Tag: Alia Armistead

  • Sustainable Industrial Jobs in the Hunter

    Sustainable Industrial Jobs in the Hunter

    Aluminium Manufacturing and Australia’s Energy Advantage
    by Jim Stanford and Alia Armistead

    New research from the Centre for Future Work shows that the rapid transformation of Australia’s aluminium facilities to sustainable sources of electricity would spark substantial economic benefits: for the aluminium industry, its supply chain, and for the burgeoning renewable energy sector (which would achieve greater critical mass from major new power supply contracts).

    The report, by Jim Stanford (the Centre’s Director) and Alia Armistead, looks in detail at the Tomago aluminium smelter in the Hunter region of NSW. It is Australia’s largest smelter, and is currently powered through electricity mostly sourced from coal-fired generation. The facility has pledged to move to renewable power sources by 2030 – and the new report confirms that this would underpin long-term industrial and economic benefits felt in all parts of the country.

    The report reviews the worrisome deindustrailisation of Australia’s foothold in the global aluminium industry. Australia’s exports of raw bauxite have grown rapidly, but value-added aluminium manufacturing (including smelting) has declined. This undermines employment, exports, and spin-off jobs.

Set exercise 1:
Write out everything in the listing from the line containing "trace the outline of every instance of the red" down to the end of the listing, with both ends included.

(Contour annotation records)

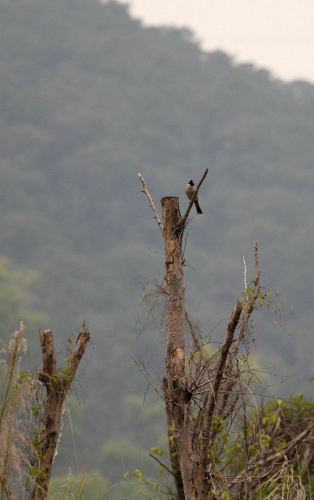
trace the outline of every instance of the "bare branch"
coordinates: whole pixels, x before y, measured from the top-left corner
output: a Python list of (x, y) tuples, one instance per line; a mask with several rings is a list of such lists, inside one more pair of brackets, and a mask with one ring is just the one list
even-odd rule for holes
[(54, 464), (54, 460), (57, 458), (58, 454), (58, 452), (59, 451), (59, 446), (60, 446), (60, 443), (61, 442), (61, 440), (62, 439), (62, 436), (63, 433), (63, 428), (64, 427), (64, 414), (65, 413), (65, 406), (63, 404), (63, 408), (62, 410), (62, 416), (61, 418), (61, 425), (60, 426), (60, 431), (59, 432), (59, 437), (58, 438), (58, 440), (57, 442), (57, 446), (55, 448), (54, 452), (54, 454), (53, 455), (53, 458), (52, 458), (52, 462), (51, 466), (53, 466)]
[(39, 374), (39, 379), (43, 384), (47, 384), (51, 377), (55, 374), (56, 360), (54, 350), (54, 342), (51, 330), (40, 330), (39, 339), (42, 353), (42, 371)]
[[(163, 379), (163, 382), (164, 398), (166, 402), (166, 415), (167, 416), (167, 426), (168, 428), (168, 440), (169, 448), (169, 456), (170, 458), (171, 468), (172, 469), (172, 471), (169, 472), (172, 472), (172, 474), (173, 474), (174, 476), (175, 482), (176, 484), (179, 500), (185, 500), (185, 496), (184, 495), (184, 487), (183, 486), (182, 476), (181, 476), (181, 470), (180, 468), (180, 462), (179, 462), (179, 458), (178, 456), (178, 454), (177, 453), (177, 450), (174, 444), (174, 440), (173, 439), (172, 435), (172, 420), (171, 419), (170, 406), (168, 400), (169, 398), (169, 388), (167, 377), (164, 378)], [(158, 460), (152, 455), (151, 454), (151, 456), (153, 456), (153, 458), (155, 458), (155, 460), (159, 462), (159, 460)], [(160, 462), (160, 463), (164, 466), (162, 462)], [(168, 470), (169, 470), (168, 469)]]
[(243, 264), (244, 266), (244, 279), (243, 280), (243, 282), (244, 283), (244, 290), (245, 290), (245, 294), (247, 294), (248, 286), (247, 286), (247, 263), (245, 262), (245, 258), (244, 256), (243, 256)]
[(239, 346), (240, 346), (240, 342), (244, 336), (244, 334), (249, 324), (249, 320), (250, 320), (251, 314), (254, 310), (256, 300), (258, 296), (259, 292), (260, 292), (260, 275), (261, 274), (261, 270), (260, 269), (260, 266), (259, 264), (259, 255), (257, 236), (256, 236), (254, 238), (254, 258), (255, 260), (254, 291), (252, 296), (250, 298), (250, 300), (247, 303), (246, 310), (244, 316), (242, 323), (240, 328), (239, 336), (238, 338), (236, 340), (234, 346), (230, 352), (230, 360), (228, 364), (229, 366), (231, 366), (232, 365), (233, 361), (238, 354)]
[(199, 181), (198, 184), (196, 186), (196, 189), (194, 191), (194, 193), (191, 196), (191, 200), (190, 200), (190, 203), (188, 206), (188, 208), (186, 210), (185, 214), (183, 216), (182, 218), (180, 219), (180, 220), (178, 221), (177, 226), (178, 227), (183, 228), (185, 225), (185, 223), (187, 221), (188, 217), (189, 216), (189, 214), (190, 213), (191, 209), (193, 206), (193, 203), (195, 201), (196, 196), (197, 196), (197, 194), (199, 190), (201, 187), (202, 183), (204, 180), (205, 179), (206, 176), (207, 175), (208, 173), (208, 168), (206, 168), (205, 172), (203, 174), (202, 177), (201, 178), (201, 179)]
[(68, 360), (67, 373), (68, 375), (68, 378), (69, 378), (70, 380), (66, 380), (66, 382), (68, 384), (69, 382), (70, 382), (71, 379), (74, 378), (75, 376), (76, 369), (80, 361), (84, 356), (84, 353), (89, 340), (90, 336), (89, 332), (86, 330), (84, 326), (84, 331), (81, 332), (77, 337), (74, 352), (72, 356), (70, 356)]
[(146, 185), (146, 183), (145, 182), (145, 180), (143, 178), (143, 177), (142, 177), (142, 175), (139, 172), (137, 174), (137, 176), (139, 178), (140, 180), (142, 182), (142, 184), (143, 186), (143, 191), (142, 192), (144, 192), (145, 194), (146, 195), (146, 196), (147, 196), (147, 198), (148, 198), (148, 200), (149, 200), (149, 204), (150, 204), (150, 206), (152, 208), (153, 212), (154, 212), (154, 214), (155, 214), (155, 215), (154, 216), (154, 218), (155, 218), (156, 220), (157, 220), (157, 224), (158, 224), (158, 226), (159, 227), (159, 229), (160, 230), (161, 232), (161, 234), (163, 236), (164, 236), (164, 228), (163, 228), (163, 226), (162, 224), (161, 224), (161, 220), (160, 220), (160, 218), (159, 217), (159, 214), (158, 214), (158, 212), (157, 211), (157, 210), (156, 206), (155, 206), (155, 204), (154, 203), (154, 202), (153, 201), (153, 198), (152, 198), (151, 196), (149, 194), (149, 192), (148, 192), (148, 190), (147, 189), (147, 186)]
[(243, 302), (243, 298), (241, 297), (237, 300), (231, 318), (228, 324), (225, 340), (221, 346), (218, 363), (215, 374), (215, 380), (213, 384), (212, 393), (210, 396), (209, 395), (208, 396), (206, 403), (202, 410), (203, 413), (203, 426), (200, 458), (202, 462), (204, 462), (207, 460), (208, 454), (208, 446), (210, 440), (211, 426), (216, 404), (215, 397), (220, 387), (227, 358), (230, 348), (231, 347), (236, 328), (239, 323), (240, 317), (242, 312)]

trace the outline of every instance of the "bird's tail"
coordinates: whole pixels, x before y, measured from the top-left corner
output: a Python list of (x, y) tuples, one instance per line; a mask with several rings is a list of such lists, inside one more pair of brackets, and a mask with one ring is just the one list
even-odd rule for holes
[(199, 216), (202, 216), (203, 212), (201, 210), (201, 207), (198, 204), (198, 202), (194, 202), (194, 203), (195, 204), (195, 206), (196, 207), (196, 210), (197, 212), (197, 213)]

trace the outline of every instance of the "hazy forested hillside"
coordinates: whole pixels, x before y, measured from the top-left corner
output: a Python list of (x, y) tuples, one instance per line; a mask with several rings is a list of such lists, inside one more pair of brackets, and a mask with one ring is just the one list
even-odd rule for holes
[[(262, 284), (284, 288), (295, 310), (283, 318), (286, 330), (273, 326), (271, 312), (261, 316), (252, 355), (292, 377), (275, 379), (280, 396), (309, 394), (313, 86), (205, 54), (187, 30), (144, 28), (115, 2), (2, 0), (0, 48), (2, 333), (12, 326), (7, 306), (16, 323), (27, 311), (38, 364), (38, 322), (61, 350), (86, 320), (94, 347), (78, 388), (85, 404), (73, 412), (83, 462), (88, 456), (91, 466), (120, 477), (141, 466), (140, 450), (163, 428), (159, 404), (142, 406), (145, 380), (131, 358), (138, 353), (163, 373), (162, 335), (138, 328), (141, 283), (164, 272), (139, 172), (156, 202), (178, 196), (184, 209), (187, 182), (209, 167), (204, 215), (188, 242), (189, 259), (204, 255), (186, 268), (189, 310), (204, 336), (228, 316), (243, 255), (253, 274), (257, 234)], [(11, 303), (20, 278), (23, 292)], [(71, 452), (66, 438), (57, 470)]]

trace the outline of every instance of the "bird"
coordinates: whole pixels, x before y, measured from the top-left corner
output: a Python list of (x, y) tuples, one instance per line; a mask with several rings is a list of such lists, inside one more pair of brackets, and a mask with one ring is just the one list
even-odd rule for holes
[[(185, 188), (185, 194), (187, 196), (189, 200), (191, 200), (193, 196), (193, 193), (195, 192), (196, 188), (195, 187), (195, 184), (193, 180), (190, 180), (187, 186)], [(196, 198), (194, 200), (194, 203), (195, 204), (195, 206), (196, 207), (196, 211), (199, 216), (203, 215), (203, 212), (201, 210), (201, 207), (198, 204), (198, 194), (196, 195)]]

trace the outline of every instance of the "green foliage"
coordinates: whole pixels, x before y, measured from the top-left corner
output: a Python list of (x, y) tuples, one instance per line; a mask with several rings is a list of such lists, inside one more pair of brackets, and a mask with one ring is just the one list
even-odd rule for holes
[(87, 469), (79, 474), (71, 469), (67, 474), (53, 476), (48, 492), (49, 500), (101, 500), (108, 488), (109, 482), (98, 470)]

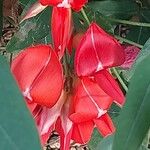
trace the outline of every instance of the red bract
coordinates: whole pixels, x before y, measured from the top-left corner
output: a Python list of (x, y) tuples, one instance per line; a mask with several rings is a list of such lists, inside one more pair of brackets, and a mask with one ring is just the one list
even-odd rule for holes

Set exercise 2:
Give the text about sustainable industrial jobs in the Hunter again in full, word for word.

Output 1:
trace the outline of every instance of the red bract
coordinates: whole pixels, x before y, measured from the top-left corner
output: a Python list of (x, y) tuples, one instance per line; a mask with several rings is a list of such lists, inside one more pair of brackets, and a mask with one ring is just the one list
even-odd rule for holes

Output 2:
Tag: Alia Armistead

  • Sustainable Industrial Jobs in the Hunter

    Sustainable Industrial Jobs in the Hunter

    Aluminium Manufacturing and Australia’s Energy Advantage
    by Jim Stanford and Alia Armistead

    New research from the Centre for Future Work shows that the rapid transformation of Australia’s aluminium facilities to sustainable sources of electricity would spark substantial economic benefits: for the aluminium industry, its supply chain, and for the burgeoning renewable energy sector (which would achieve greater critical mass from major new power supply contracts).

    The report, by Jim Stanford (the Centre’s Director) and Alia Armistead, looks in detail at the Tomago aluminium smelter in the Hunter region of NSW. It is Australia’s largest smelter, and is currently powered through electricity mostly sourced from coal-fired generation. The facility has pledged to move to renewable power sources by 2030 – and the new report confirms that this would underpin long-term industrial and economic benefits felt in all parts of the country.

    The report reviews the worrisome deindustrailisation of Australia’s foothold in the global aluminium industry. Australia’s exports of raw bauxite have grown rapidly, but value-added aluminium manufacturing (including smelting) has declined. This undermines employment, exports, and spin-off jobs.